*TEXTO DE LECTURA*.
No. Eso fue lo que pensé la primera vez que pisé suelo cubano, en 1996: la revolución de Fidel Castro no valió la pena.
Eran las postrimerías del "período especial", como se llamó eufemísticamente al impacto que tuvo sobre Cuba el derrumbe de la URSS. Lo que más me llamó la atención fue la prostitución, practicada con increíble trivialidad para obtener ingresos o arrancar de la angustia de la vida cotidiana. Pero ella era apenas la punta del iceberg. En el fondo todo cubano se había vuelto un pordiosero o un corrupto, obligado a degradarse o actuar ilegalmente para malamente sobrevivir, pues nadie podía subsistir con lo que ganaba oficialmente. Tanto sacrificio, pensé, para volver a lo mismo que la revolución buscó abolir: un país volcado al turismo, con un capitalismo que brotaba a hurtadillas, bajo una forma salvaje y denigrante. En eso había terminado el comunismo imaginado por Fidel y el hombre nuevo soñado por el Che.
Me propuse no volver a Cuba si antes no había un cambio de régimen. Volví, sin embargo, el año pasado. Lo hice motivado por un documental que vi por insistencia de una amiga que vivió de niña en la Cuba utópica de los sesenta sobre los conciertos que realizó Silvio Rodríguez en 2013 en los barrios más pobres de La Habana. A pesar de una miseria que en Chile ya se nos olvidó, me pareció vislumbrar en los cubanos una capacidad inusual de crearse esperanzas y producir felicidad usando recursos mínimos; un pueblo que a pesar de haber sido objeto de tantos experimentos, incluyendo la implantación de un modelo totalitario y su colapso, no había perdido sus ilusiones y se las arregla para sobrevivir en base a la reciprocidad y la solidaridad. Por esto decidí volver: para ver con mis propios ojos si eso que creí ver en el documental de Silvio, y que no aprecié cuando fui a la isla la primera vez, era real o mera propaganda.

*TAREA 1*. ¿Puedes copiar del texto sobre Cuba todo lo que va desde "Eran las postrimerías" hasta "por el Che.", reemplazando "pordiosero" por "mendigo"?
*TAREA 2*. ¿Cómo podría seguir el texto sobre Cuba? Escribe la parte que viene justo después de su última oración.
Los ítems no tienen relación alguna con el texto sobre Cuba.

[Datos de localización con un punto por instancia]

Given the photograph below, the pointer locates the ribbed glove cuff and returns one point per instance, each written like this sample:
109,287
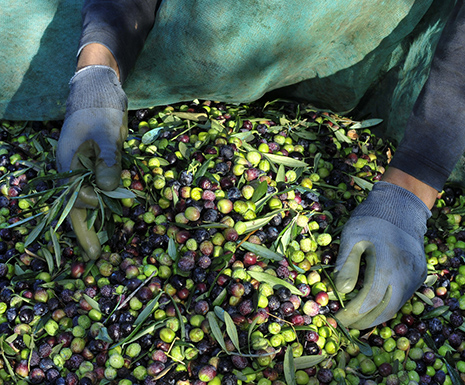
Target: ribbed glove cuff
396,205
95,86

==

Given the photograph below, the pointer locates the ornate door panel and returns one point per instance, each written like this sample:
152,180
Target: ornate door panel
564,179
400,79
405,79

*RESULTADO 1*.
Eran las postrimerías del "período especial", como se llamó eufemísticamente al impacto que tuvo sobre Cuba el derrumbe de la URSS. Lo que más me llamó la atención fue la prostitución, practicada con increíble trivialidad para obtener ingresos o arrancar de la angustia de la vida cotidiana. Pero ella era apenas la punta del iceberg. En el fondo todo cubano se había vuelto un mendigo o un corrupto, obligado a degradarse o actuar ilegalmente para malamente sobrevivir, pues nadie podía subsistir con lo que ganaba oficialmente. Tanto sacrificio, pensé, para volver a lo mismo que la revolución buscó abolir: un país volcado al turismo, con un capitalismo que brotaba a hurtadillas, bajo una forma salvaje y denigrante. En eso había terminado el comunismo imaginado por Fidel y el hombre nuevo soñado por el Che.

*RESULTADO 2*.
Me encontré con un país que funciona bajo un sistema dual. De un lado está el subsistema formal, el socialista. El Estado provee a cada cubano, a través de la "libreta", los bienes mínimos para vivir. Provee asimismo, con medios modestísimos, una educación y salud de relativa calidad e igual para todos. Ofrece también empleos con remuneraciones ínfimas, pero que hacen a las personas sentirse ocupadas e integradas. Una amplia red policial, junto con prevenir la protesta, asegura bajas tasas de delincuencia. Del otro está el subsistema informal, al que es obligatorio recurrir para obtener los bienes y servicios que el Estado no ofrece. Hay emprendimientos privados de todo tipo, casi todos de índole familiar y volcados al turismo. A esto se suma la principal industria cubana, que es la comercialización de lo que se le roba al Estado, que incluye todo lo imaginable: medicamentos, gasolina, habanos, certificados...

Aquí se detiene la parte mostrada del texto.